(Data records):
◇ ◇ ◇ ◇
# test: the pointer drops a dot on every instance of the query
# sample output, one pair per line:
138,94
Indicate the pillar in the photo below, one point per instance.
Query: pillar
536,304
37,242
◇ ◇ ◇ ◇
Please return all of the entries above, exactly and completely.

(Result):
# test: the pointer drops a dot on every instance of the query
# sample output, one pair per line:
138,94
Indicate the pillar in the photo below, one point per instance.
Query: pillar
536,304
37,242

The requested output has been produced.